- **Ejercicios**
A) Explica en una a tres oraciones por qué, según el artículo sobre la paradoja de la tolerancia, esta idea de Popper se considera una paradoja.
B) Continúa el artículo sobre la paradoja de la tolerancia de Popper a partir de su última oración.

- **Artículo**

((

Todo este sin sentido no es nuevo, pero ya parecía superado, al menos, en teoría. En un tiempo no muy lejano el mismo sinsentido del argumento hacía sonrojar, pero parece que la vergüenza ha muerto. Este mal que amenaza cualquier tipo de democracia o convivencia humana medianamente tolerable ya fue definida el siglo pasado.

Es la paradoja de la tolerancia formulada por Karl Popper en 1945, y se vuelve más vigente hoy en día que nunca. ¿Puede una sociedad verdaderamente libre permitir que se expresen ideas que buscan destruir esa misma libertad? ¿Dónde está el límite entre la apertura democrática y la autodefensa ética? Este dilema, lejos de ser abstracto, atraviesa el corazón de los debates contemporáneos sobre extremismo, censura, pluralismo y convivencia.

Karl Raimund Popper nació en Viena en 1902. Su formación filosófica se desarrolló en el contexto del Círculo de Viena, aunque pronto se distanció de sus postulados positivistas. Su obra más influyente, La sociedad abierta y sus enemigos (1945), fue escrita en el exilio en Nueva Zelanda, donde se refugió durante la Segunda Guerra Mundial. En ella, Popper critica los sistemas totalitarios y defiende la democracia liberal como un modelo abierto al cambio, la crítica y la mejora constante. Quizás le pudo el optimismo y la fe en las democracias post segunda guerra mundial, pero su paradoja es claramente real.

La paradoja de la tolerancia aparece en el volumen I de La sociedad abierta y sus enemigos, en el contexto de una crítica a Platón, Hegel y Marx por sus tendencias autoritarias. Popper advierte que una sociedad que se define por su apertura y su respeto a la diversidad corre el riesgo de ser destruida si tolera sin límites a quienes promueven la intolerancia.

“La tolerancia ilimitada debe conducir a la desaparición de la tolerancia. Si extendemos la tolerancia ilimitada incluso a quienes son intolerantes, y no estamos preparados para defender una sociedad tolerante contra las tropelías de los intolerantes, el resultado será la destrucción de los tolerantes y, junto con ellos, de la tolerancia.”

Popper no propone censurar ideas por su contenido, sino por sus consecuencias. El límite no está en la opinión, sino en la acción. Cuando la intolerancia se convierte en violencia, en negación de derechos, en imposición autoritaria, la sociedad abierta tiene el deber de defenderse.

La paradoja de la tolerancia no es una contradicción lógica, sino una advertencia ética. Popper no dice que debamos ser intolerantes por sistema, sino que debemos estar preparados para excluir del espacio público a quienes utilizan la libertad para destruirla. Es una paradoja porque para preservar la tolerancia, debemos ejercer cierta forma de intolerancia. Pero esa intolerancia no es arbitraria: está dirigida a quienes niegan la convivencia, la pluralidad y la dignidad humana.

En términos prácticos, esto implica que una democracia puede —y debe— limitar discursos que incitan al odio, que promueven la violencia o que niegan los derechos fundamentales. No se trata de censurar opiniones impopulares, sino de impedir que se normalicen prácticas que erosionan la base ética de la sociedad.

))

- **Sección de datos**
((

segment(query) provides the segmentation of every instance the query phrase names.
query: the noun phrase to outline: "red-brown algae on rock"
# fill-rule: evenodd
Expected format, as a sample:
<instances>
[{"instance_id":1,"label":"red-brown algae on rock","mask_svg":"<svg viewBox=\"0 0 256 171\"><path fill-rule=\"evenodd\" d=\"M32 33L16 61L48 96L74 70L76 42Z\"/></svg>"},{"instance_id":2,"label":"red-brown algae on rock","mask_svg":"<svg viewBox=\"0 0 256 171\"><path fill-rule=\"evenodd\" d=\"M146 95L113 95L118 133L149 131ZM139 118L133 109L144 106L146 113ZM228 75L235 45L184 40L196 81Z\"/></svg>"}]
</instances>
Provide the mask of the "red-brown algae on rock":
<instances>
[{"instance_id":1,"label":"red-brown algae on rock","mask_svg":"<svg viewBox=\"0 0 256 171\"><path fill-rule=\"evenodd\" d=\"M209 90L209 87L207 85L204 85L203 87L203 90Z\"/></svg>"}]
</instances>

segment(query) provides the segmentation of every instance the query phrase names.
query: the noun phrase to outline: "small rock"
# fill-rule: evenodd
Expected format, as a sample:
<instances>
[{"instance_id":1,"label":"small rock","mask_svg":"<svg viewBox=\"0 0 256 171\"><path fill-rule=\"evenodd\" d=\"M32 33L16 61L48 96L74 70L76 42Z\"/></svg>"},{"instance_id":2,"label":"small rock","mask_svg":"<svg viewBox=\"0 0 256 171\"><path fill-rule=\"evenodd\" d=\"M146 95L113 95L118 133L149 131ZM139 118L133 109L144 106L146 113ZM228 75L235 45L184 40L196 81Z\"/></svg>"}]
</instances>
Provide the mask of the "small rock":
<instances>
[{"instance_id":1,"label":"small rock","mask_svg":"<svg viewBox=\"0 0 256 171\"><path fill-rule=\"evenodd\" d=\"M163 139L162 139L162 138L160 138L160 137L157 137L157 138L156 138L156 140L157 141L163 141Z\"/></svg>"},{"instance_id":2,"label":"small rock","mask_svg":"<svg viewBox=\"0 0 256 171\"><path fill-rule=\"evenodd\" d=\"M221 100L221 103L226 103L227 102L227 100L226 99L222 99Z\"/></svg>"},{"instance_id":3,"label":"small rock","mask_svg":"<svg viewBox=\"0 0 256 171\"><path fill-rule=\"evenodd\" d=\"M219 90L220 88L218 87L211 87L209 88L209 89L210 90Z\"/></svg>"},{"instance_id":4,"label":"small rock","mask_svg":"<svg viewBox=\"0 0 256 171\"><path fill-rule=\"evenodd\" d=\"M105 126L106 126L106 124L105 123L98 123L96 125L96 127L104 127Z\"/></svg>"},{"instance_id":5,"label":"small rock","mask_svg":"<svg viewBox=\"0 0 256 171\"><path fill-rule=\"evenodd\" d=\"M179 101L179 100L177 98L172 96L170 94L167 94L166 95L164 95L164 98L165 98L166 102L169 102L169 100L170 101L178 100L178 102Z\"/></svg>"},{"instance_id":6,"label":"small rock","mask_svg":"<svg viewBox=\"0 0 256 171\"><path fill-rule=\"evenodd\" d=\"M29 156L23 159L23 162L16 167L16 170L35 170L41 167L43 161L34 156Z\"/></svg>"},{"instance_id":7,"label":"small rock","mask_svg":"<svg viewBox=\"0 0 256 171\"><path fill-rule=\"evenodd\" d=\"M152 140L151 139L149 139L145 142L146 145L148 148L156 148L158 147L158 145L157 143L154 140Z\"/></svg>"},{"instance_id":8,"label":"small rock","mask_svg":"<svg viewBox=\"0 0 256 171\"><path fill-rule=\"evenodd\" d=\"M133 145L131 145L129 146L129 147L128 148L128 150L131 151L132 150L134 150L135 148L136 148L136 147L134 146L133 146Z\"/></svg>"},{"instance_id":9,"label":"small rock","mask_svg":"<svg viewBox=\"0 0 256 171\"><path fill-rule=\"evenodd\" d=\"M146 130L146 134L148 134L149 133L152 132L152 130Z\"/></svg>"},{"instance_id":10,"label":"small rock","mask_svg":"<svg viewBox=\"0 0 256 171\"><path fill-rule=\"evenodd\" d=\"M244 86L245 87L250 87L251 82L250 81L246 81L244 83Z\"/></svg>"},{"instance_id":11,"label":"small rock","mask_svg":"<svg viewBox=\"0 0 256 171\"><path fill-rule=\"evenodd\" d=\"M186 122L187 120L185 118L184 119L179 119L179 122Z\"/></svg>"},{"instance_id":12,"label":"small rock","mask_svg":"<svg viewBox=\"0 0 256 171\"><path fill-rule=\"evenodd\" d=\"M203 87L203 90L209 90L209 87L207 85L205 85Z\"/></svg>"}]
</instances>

))

- **Respuestas en orden**
A) Es una paradoja porque, para preservar la tolerancia, hay que ejercer cierta forma de intolerancia. Esa intolerancia no es arbitraria, sino que se dirige a quienes niegan la convivencia, la pluralidad y la dignidad humana. Por eso el artículo la presenta como una advertencia ética y no como una contradicción lógica.

B)
Imaginemos un grupo político que promueve la expulsión de minorías étnicas, la supresión de derechos de las mujeres o la criminalización de la disidencia sexual. Bajo una concepción ingenua de la tolerancia, se permitiría que ese grupo se expresara libremente, incluso que participara en elecciones. Pero si ese grupo accede al poder, podría utilizar las instituciones democráticas para imponer su agenda autoritaria, restringiendo libertades, persiguiendo disidentes y destruyendo la propia democracia que lo permitió.

Este fenómeno no es hipotético. Ha ocurrido en la historia —el ascenso del nazismo en Alemania es el ejemplo más citado— y ocurre hoy en día en democracias donde partidos extremistas utilizan el lenguaje de los derechos para justificar la exclusión, el odio y la violencia.

En el mundo contemporáneo, la paradoja de la tolerancia se manifiesta en múltiples frentes. En Estados Unidos, el debate sobre la libertad de expresión en redes sociales ha enfrentado a quienes defienden el derecho a decir cualquier cosa con quienes alertan sobre la difusión de discursos de odio, teorías conspirativas y desinformación. En Europa, el crecimiento de partidos de extrema derecha ha puesto a prueba los límites de la democracia liberal: ¿debe permitirse que participen en el juego político quienes niegan sus reglas básicas?

En España, la paradoja ha sido invocada por figuras como Gabriel Rufián, quien afirmó que “los tolerantes tenemos que ser intolerantes con los intolerantes para que la tolerancia siga existiendo”. Esta frase, aunque simplificada, recoge el núcleo del pensamiento de Popper. Pero también ha sido malinterpretada y utilizada para justificar censuras arbitrarias o exclusiones ideológicas. Popper no propone silenciar al adversario, sino impedir que la violencia se disfrace de opinión.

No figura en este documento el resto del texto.